● **TASK TO CARRY OUT**
Copy the stretch of the listing from the line containing "# test: locate the scallion" through the end of the listing, reproducing every line in it without any change.
* Start EXCERPTED DATA *
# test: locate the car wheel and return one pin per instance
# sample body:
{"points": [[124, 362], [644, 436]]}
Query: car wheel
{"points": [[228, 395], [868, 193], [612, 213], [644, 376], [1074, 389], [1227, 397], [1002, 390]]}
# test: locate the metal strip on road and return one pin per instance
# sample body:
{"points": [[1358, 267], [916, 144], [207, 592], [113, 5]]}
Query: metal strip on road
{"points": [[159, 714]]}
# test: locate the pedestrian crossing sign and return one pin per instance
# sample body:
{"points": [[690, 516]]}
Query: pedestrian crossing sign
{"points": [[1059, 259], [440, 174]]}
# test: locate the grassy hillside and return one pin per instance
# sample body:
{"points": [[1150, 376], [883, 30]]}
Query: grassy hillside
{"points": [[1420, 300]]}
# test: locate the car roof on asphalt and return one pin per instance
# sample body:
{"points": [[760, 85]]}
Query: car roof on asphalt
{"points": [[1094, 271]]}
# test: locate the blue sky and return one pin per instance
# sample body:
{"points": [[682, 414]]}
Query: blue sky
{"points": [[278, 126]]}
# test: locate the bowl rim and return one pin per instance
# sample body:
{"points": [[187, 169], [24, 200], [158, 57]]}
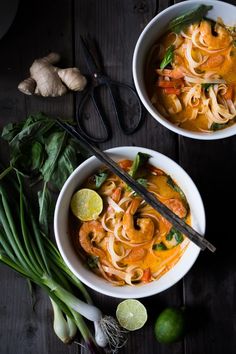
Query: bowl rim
{"points": [[224, 133], [144, 291]]}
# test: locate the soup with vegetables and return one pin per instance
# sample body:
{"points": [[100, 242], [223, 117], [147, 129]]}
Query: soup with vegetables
{"points": [[190, 72], [121, 237]]}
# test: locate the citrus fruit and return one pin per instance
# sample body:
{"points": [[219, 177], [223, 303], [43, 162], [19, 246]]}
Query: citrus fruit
{"points": [[86, 204], [131, 314], [170, 325]]}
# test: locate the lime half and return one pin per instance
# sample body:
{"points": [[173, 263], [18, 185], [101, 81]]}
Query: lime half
{"points": [[131, 314], [170, 325], [86, 204]]}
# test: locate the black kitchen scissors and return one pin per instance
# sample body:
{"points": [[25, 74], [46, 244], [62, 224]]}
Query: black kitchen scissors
{"points": [[127, 122]]}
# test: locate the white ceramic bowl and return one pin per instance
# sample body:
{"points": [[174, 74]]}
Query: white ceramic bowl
{"points": [[155, 29], [68, 252]]}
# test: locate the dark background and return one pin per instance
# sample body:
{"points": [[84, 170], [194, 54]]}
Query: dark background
{"points": [[208, 290]]}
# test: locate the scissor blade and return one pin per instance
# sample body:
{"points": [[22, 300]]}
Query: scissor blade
{"points": [[90, 57]]}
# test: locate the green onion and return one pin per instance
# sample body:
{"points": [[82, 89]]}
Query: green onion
{"points": [[25, 249]]}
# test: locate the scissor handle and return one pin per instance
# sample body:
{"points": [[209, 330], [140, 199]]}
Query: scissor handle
{"points": [[91, 94], [112, 86]]}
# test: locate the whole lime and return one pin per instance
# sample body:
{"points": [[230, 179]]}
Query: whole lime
{"points": [[170, 325]]}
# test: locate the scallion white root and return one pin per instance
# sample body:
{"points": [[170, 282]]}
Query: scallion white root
{"points": [[64, 327]]}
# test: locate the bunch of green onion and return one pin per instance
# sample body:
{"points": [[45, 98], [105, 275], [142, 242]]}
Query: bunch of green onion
{"points": [[24, 248]]}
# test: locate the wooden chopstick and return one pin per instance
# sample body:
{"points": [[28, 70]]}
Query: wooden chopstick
{"points": [[178, 223]]}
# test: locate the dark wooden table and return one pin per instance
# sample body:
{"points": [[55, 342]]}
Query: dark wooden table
{"points": [[208, 290]]}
* End EXCERPTED DATA *
● **RESPONSE TO THIS TASK**
# test: locate the scallion white root and return one pin per instance
# sample body:
{"points": [[170, 282]]}
Query: scallion white root
{"points": [[64, 327]]}
# test: locate the bunch of green onion and return one pin per instance
# sample body:
{"points": [[45, 98], [105, 275], [142, 242]]}
Query: bunch of green onion
{"points": [[24, 248]]}
# test: locate the wooden chopstick and return one pin per instance
# sample body:
{"points": [[28, 70]]}
Query: wooden chopstick
{"points": [[178, 223]]}
# test: locate the dark wooden table and return one pin per instance
# sample body:
{"points": [[55, 342]]}
Query: dark wooden table
{"points": [[208, 290]]}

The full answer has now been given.